- [STUDY TEXT]
'''

In Israel today, technology is not just an industry. It is a lens through which the entire country can be understood.
“The whole world runs through tech,” said James Spiro, a former CTech reporter who now runs an independent media platform called The Spiro Circle. Spiro was interviewed on the ILTV Podcast.
Spiro spent five years reporting on Israel’s innovation economy, writing around 1,800 stories, conducting 350 interviews, and moderating seven conferences during his time at the now-defunct tech news site. Today, he argues that technology provides a powerful way to understand how Israel evolves during moments of crisis and change.
Spiro explained that Israel has always been innovative, and he covered much of that innovation during his time as a journalist. But the nature of innovation constantly changes, just as the news cycle does. First came the COVID-19 pandemic, then the battle over judicial reform in Israel, and almost immediately afterward the Iron Swords war.
“It’s a very interesting way to report on the country through the tech lens,” Spiro said.
During the judicial reform protests, he explained, the story centered on the reaction of founders, entrepreneurs, and investors, as well as the global response and shifting credit ratings. Then the war broke out, and the lens changed again. Spiro said he suddenly felt “like a war reporter,” even though he was never on the front line.
“I was reporting on the war's reaction to everything,” Spiro said. “It did impact everything, and tech, of course, was not untouched.”
According to Spiro, “necessity breeds innovation,” and Israel in particular has always required innovation “urgently and essentially.” One example is the country’s cyber security industry, which is second only to that of the United States.
As cyber attacks began to rise globally, Israel quickly became one of the most targeted countries in the world.

'''

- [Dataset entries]
'''

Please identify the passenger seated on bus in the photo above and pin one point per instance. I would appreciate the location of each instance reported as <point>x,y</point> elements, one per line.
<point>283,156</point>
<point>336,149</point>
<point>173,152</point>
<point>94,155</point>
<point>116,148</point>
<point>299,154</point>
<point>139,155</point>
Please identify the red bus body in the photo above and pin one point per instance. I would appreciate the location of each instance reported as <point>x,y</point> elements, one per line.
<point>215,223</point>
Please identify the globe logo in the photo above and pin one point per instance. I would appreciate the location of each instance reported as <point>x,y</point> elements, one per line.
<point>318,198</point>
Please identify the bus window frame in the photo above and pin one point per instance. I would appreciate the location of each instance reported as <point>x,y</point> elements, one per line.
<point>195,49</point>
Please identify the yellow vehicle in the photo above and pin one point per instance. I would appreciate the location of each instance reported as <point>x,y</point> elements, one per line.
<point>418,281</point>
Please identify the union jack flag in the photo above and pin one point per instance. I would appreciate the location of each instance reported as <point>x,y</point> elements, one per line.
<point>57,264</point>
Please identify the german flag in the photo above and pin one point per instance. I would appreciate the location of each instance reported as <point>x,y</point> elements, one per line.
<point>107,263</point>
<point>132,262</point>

'''

- [TASK 1] According to the Israel tech article, roughly how many stories did James Spiro write during his five years at the tech news site?
- [TASK 2] Write the next part of the Israel tech article, starting after its final sentence.

- [WRITTEN ANSWER 1] Around 1,800 stories.

- [WRITTEN ANSWER 2]
“At the start [of the State of Israel] it was physical tanks and rockets and more traditional forms of war,” Spiro explained. “And then war changed, and it became cyber focused, and then it became hacks and viruses and systems being penetrated. And so Israel had to defend itself, not just physically, but it had to defend itself digitally. That's how the cyber security sector came about. And so we're seeing that a bit now with defense tech, because it's this post-war reaction, once again, to necessity.”
Today, he said, defense tech is particularly fascinating because it merges the physical battlefield with the digital one.
Still, the pace of technological change brings new risks.
What keeps Spiro up at night is the rapid rise of artificial intelligence as both a weapon and a defense tool. AI is now being used to launch sophisticated cyber attacks, while governments and companies are racing to build systems to defend against them.
The problem, he said, is that defenders are constantly reacting to attackers.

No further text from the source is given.